Revise the listing, starting at the line that contains "Identify the dog's eye, giving" and ending at the line that contains "<point>28,406</point>", so that "blue leash" becomes "red leash" and nothing else changes. Write out only those lines.

* [Exercise data]
──────────────────────────────
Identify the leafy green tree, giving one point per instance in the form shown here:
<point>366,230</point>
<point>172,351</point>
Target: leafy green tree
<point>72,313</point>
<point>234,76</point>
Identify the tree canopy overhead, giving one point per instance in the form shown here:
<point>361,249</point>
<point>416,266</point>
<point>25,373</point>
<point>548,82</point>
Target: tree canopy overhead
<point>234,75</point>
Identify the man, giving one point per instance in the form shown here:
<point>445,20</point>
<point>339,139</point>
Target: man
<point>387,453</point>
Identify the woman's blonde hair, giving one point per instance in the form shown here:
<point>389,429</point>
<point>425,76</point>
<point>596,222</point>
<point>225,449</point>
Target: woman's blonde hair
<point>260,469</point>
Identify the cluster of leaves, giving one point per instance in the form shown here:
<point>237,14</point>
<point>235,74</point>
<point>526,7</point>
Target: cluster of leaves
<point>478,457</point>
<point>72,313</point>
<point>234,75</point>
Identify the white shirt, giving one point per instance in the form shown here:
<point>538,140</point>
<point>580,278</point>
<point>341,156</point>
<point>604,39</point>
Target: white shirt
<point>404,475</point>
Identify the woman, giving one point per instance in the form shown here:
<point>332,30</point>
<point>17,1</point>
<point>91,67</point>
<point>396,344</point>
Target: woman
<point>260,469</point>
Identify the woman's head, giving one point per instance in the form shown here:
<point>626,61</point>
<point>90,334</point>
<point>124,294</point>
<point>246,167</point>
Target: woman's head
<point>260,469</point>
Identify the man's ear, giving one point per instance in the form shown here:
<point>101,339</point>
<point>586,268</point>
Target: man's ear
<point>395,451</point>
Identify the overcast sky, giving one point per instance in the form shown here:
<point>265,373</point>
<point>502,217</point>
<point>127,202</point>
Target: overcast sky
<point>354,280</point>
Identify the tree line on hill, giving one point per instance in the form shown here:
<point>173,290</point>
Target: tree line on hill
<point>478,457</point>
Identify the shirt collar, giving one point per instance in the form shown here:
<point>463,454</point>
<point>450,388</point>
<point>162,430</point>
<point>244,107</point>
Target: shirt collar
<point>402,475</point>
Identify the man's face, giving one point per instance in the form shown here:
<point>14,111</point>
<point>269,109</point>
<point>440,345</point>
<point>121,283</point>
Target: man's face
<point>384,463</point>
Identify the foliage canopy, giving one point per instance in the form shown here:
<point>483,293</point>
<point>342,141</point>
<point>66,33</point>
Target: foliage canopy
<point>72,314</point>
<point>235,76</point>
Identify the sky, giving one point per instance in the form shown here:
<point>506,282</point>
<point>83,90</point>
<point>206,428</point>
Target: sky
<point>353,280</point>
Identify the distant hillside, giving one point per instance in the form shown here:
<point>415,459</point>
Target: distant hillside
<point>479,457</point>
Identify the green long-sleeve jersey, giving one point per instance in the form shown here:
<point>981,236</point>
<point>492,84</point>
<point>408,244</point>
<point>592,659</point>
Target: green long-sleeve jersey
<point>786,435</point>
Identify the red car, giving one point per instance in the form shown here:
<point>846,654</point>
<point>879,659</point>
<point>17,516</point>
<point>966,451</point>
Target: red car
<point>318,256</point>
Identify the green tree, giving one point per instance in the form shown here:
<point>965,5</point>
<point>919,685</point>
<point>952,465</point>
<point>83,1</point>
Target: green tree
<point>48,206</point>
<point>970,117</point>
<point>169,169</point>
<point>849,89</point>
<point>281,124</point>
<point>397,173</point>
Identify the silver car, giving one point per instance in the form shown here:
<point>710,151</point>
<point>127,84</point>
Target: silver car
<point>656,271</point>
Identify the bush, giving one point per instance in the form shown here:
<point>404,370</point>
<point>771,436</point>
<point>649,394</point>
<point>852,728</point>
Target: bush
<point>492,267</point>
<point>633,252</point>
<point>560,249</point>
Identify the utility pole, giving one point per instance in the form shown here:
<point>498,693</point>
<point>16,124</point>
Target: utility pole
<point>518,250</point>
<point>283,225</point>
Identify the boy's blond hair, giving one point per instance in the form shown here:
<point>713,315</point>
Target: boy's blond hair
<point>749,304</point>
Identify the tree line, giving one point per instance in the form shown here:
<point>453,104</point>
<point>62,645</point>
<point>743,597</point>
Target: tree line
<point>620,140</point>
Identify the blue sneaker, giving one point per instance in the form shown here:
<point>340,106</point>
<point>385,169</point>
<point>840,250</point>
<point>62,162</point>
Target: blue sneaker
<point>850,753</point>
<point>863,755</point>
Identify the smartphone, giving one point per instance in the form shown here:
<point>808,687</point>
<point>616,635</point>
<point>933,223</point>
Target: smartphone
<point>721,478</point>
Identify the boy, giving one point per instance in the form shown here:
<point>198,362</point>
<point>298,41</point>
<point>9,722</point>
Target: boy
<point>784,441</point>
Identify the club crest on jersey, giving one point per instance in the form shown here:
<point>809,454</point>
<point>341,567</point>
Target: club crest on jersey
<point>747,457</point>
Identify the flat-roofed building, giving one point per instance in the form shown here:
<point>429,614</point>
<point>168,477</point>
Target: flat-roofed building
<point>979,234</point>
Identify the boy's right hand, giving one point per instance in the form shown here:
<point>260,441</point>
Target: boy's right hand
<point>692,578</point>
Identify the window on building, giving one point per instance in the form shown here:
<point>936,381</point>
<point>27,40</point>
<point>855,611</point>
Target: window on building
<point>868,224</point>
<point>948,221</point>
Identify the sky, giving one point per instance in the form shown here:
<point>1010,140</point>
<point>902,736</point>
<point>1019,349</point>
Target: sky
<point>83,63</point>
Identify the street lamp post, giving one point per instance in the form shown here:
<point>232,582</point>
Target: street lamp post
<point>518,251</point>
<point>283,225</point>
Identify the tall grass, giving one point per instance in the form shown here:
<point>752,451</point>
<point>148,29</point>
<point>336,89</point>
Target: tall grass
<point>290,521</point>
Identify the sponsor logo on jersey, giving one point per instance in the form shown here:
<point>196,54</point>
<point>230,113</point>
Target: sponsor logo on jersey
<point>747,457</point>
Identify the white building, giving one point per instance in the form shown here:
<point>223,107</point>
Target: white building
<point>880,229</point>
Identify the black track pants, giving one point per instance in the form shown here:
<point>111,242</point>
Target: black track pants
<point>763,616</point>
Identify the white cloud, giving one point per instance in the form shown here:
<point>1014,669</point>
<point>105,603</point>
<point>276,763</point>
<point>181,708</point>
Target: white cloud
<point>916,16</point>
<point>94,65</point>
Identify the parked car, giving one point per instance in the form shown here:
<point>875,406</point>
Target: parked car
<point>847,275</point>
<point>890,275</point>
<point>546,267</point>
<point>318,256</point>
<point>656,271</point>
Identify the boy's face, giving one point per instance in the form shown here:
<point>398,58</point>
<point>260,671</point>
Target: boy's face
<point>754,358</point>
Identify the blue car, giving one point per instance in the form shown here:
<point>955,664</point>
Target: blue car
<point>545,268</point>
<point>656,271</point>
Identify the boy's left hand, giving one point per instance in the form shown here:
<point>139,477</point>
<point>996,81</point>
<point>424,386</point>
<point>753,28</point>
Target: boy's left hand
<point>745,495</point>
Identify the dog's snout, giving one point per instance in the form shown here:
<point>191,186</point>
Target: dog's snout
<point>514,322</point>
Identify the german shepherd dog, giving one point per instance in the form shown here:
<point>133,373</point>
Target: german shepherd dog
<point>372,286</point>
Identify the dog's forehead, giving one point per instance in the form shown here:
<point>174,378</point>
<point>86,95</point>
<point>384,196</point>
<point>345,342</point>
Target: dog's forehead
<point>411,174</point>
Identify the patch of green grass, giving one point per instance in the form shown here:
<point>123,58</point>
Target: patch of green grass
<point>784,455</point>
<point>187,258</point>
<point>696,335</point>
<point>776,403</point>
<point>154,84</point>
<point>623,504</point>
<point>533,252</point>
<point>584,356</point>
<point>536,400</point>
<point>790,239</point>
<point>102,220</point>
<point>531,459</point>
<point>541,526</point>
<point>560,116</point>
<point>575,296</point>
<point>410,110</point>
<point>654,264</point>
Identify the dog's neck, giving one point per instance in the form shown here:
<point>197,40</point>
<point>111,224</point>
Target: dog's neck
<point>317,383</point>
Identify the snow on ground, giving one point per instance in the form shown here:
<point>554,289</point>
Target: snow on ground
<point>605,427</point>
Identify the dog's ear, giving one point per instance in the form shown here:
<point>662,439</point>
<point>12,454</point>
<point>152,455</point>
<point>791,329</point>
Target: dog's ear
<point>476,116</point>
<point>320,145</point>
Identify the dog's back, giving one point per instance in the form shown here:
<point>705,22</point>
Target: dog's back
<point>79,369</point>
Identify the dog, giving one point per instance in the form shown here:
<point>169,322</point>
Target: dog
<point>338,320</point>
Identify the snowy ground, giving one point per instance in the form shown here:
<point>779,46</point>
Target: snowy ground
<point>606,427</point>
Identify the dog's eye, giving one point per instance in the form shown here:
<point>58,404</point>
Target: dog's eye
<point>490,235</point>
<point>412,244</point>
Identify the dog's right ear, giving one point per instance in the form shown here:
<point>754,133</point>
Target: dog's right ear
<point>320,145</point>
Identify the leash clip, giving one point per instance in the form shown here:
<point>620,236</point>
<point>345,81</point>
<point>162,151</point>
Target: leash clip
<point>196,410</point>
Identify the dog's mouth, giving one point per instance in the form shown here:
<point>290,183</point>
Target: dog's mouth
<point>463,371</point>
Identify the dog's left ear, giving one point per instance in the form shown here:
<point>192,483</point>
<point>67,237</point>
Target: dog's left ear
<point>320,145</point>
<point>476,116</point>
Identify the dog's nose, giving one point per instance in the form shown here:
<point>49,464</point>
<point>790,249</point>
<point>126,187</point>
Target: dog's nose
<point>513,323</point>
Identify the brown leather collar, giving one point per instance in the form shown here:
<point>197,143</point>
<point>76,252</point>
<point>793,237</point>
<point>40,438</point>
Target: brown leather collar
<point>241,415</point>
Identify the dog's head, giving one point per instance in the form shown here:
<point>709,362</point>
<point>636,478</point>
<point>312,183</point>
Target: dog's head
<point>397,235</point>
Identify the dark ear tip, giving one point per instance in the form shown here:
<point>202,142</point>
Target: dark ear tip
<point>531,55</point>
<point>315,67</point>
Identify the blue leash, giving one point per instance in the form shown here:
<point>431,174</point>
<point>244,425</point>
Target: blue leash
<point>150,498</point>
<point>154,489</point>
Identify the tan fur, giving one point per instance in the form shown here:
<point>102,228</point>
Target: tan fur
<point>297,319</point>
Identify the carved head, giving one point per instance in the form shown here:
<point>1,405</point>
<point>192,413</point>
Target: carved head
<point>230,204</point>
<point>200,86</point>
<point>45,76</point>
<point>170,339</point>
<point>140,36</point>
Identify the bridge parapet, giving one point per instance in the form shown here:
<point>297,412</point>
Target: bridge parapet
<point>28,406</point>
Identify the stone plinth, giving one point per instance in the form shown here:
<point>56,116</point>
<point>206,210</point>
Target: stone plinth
──────────────────────────────
* [Completed task]
Identify the dog's eye, giving one point per instance in the form shown here:
<point>58,404</point>
Target: dog's eye
<point>490,235</point>
<point>412,244</point>
Identify the dog's right ear, giving one point per instance in the form shown here:
<point>754,133</point>
Target: dog's right ear
<point>320,145</point>
Identify the leash clip, giving one point per instance in the form shown here:
<point>620,236</point>
<point>345,81</point>
<point>162,151</point>
Target: leash clip
<point>196,410</point>
Identify the dog's mouth, giving one point per instance in the form shown here:
<point>290,183</point>
Target: dog's mouth
<point>463,371</point>
Identify the dog's left ear, giving one point per instance in the form shown here:
<point>192,483</point>
<point>67,237</point>
Target: dog's left ear
<point>320,145</point>
<point>476,116</point>
Identify the dog's nose, giving one point per instance in the form shown here:
<point>49,464</point>
<point>790,249</point>
<point>126,187</point>
Target: dog's nose
<point>513,323</point>
Identify the brown leather collar, giving one point per instance in the form shown here:
<point>197,143</point>
<point>76,252</point>
<point>793,237</point>
<point>40,438</point>
Target: brown leather collar
<point>241,415</point>
Identify the dog's head, giving one point per instance in the form shown here:
<point>709,362</point>
<point>636,478</point>
<point>312,183</point>
Target: dog's head
<point>397,235</point>
Identify the dark ear tip, giving one point per instance in the form shown here:
<point>202,142</point>
Target: dark ear tip
<point>531,55</point>
<point>315,67</point>
Identify the red leash, giving one point per instance in the form shown here:
<point>431,174</point>
<point>244,425</point>
Target: red leash
<point>150,498</point>
<point>154,489</point>
Identify the tan fur, giving one point per instance in the form shown here:
<point>102,228</point>
Target: tan fur
<point>297,319</point>
Identify the carved head, giving one point per instance in the form shown here:
<point>1,405</point>
<point>192,413</point>
Target: carved head
<point>230,204</point>
<point>200,86</point>
<point>45,76</point>
<point>170,339</point>
<point>140,36</point>
Identify the bridge parapet, giving one point per instance in the form shown here:
<point>297,412</point>
Target: bridge parapet
<point>28,406</point>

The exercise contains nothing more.